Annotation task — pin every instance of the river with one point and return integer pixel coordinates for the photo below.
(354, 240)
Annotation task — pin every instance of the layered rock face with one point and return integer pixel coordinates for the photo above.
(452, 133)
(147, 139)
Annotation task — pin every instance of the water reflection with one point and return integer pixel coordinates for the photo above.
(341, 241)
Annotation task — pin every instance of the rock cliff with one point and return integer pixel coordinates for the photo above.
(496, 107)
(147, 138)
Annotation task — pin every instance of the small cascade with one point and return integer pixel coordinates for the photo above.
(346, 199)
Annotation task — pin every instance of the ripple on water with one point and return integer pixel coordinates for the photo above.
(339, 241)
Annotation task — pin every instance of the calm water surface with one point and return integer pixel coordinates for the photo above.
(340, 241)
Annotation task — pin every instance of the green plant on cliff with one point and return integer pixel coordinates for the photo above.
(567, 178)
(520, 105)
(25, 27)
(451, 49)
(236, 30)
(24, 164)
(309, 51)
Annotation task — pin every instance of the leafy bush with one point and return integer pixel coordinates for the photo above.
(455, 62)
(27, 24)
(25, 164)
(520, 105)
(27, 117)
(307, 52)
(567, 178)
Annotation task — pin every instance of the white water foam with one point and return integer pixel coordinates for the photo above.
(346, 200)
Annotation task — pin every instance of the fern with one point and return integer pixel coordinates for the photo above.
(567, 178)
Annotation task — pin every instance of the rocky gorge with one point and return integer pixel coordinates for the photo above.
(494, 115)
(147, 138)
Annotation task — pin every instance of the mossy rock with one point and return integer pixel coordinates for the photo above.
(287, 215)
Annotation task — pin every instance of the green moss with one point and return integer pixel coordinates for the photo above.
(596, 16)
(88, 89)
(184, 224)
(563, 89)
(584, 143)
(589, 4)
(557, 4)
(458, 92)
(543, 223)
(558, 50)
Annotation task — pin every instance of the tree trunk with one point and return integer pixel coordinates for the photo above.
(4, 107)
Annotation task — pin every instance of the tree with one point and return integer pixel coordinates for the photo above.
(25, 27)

● JOB
Output the whole listing above again, word for word.

● COMPLETED EXERCISE
Annotation task — pin every instance of the river with one point and return integer pixel coordinates for the photo below.
(354, 240)
Annotation task — pin every instance of the layered rock face with one point and return integer pixel coordinates for the photo above.
(452, 133)
(147, 139)
Annotation task — pin every instance of the water reflection with one point and return integer pixel coordinates for the photo above.
(341, 241)
Annotation task — pin every instance of the rock cliff with one point and return integer pixel coordinates for the photo above.
(496, 107)
(147, 138)
Annotation task — pin every instance of the small cascade with one point and return integer pixel coordinates for the photo above.
(346, 199)
Annotation task — pin every instance of the ripple on water with one point and return integer pixel coordinates for the photo above.
(339, 241)
Annotation task — pin every instance of the calm water surface with one point and return integer pixel coordinates for the photo above.
(340, 241)
Annotation task — pin every instance of the green plant on cliff with one point and return integer pixel coordinates for the photo above.
(567, 178)
(520, 105)
(25, 27)
(451, 49)
(236, 30)
(24, 164)
(309, 51)
Annotation task — pin every instance of the leafy bush with one point and return integer pixel coordinates for the photo above.
(455, 62)
(27, 24)
(25, 164)
(520, 105)
(27, 117)
(307, 52)
(567, 178)
Annotation task — pin every instance of the white water foam with one point and return integer pixel coordinates for the photo above.
(346, 200)
Annotation task — pin every instance of the fern with one point and return integer pixel coordinates for the photo above.
(567, 178)
Annotation task — pin every instance of the rocky gorge with one point and return integer pixel coordinates for the photo above.
(494, 115)
(147, 138)
Annotation task — pin every instance of the mossy rock with one point and return integer pixel coordinates for the photo above.
(287, 215)
Annotation task — pin every instance of the green moss with one point and return integer pixel coordinates for the photo above.
(596, 16)
(88, 89)
(184, 224)
(563, 89)
(584, 143)
(589, 4)
(557, 4)
(458, 92)
(543, 223)
(558, 50)
Annotation task — pin every instance of the tree trunk with one point and return integer pixel coordinates for the photo above.
(4, 107)
Annotation task — pin every instance of the tree with one point and return integer pixel coordinates for the photo above.
(25, 27)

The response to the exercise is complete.